* begin *
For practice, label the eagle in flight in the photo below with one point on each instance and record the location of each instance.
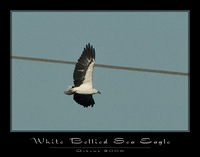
(83, 85)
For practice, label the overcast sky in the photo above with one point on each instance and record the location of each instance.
(130, 100)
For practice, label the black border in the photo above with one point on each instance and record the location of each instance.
(179, 141)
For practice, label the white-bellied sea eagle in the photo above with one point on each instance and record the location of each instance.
(83, 86)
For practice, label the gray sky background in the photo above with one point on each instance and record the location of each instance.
(130, 100)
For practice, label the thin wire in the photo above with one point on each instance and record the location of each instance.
(102, 66)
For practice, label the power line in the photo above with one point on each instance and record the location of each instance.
(102, 66)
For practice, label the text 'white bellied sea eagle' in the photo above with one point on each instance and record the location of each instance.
* end *
Format the lines of the items as a Markdown table with two columns, No. and Content, beginning at the line that contains "For practice, label the gray" and continuing through the end of the items. Number each row in No. and skip any blank lines.

| No. | Content |
|---|---|
| 1 | For practice, label the gray sky background in the photo above with one point on each instance and record the location of each instance. |
| 2 | (130, 100) |
| 3 | For practice, label the thin wire in the photo above with one point on each instance and record the location of each instance. |
| 4 | (102, 66) |
| 5 | For practice, label the power line in the photo above with one point on each instance and record the location of each instance. |
| 6 | (102, 66) |
| 7 | For practice, label the text 'white bellied sea eagle' in the photo above with one point on each instance and record the location of each instance. |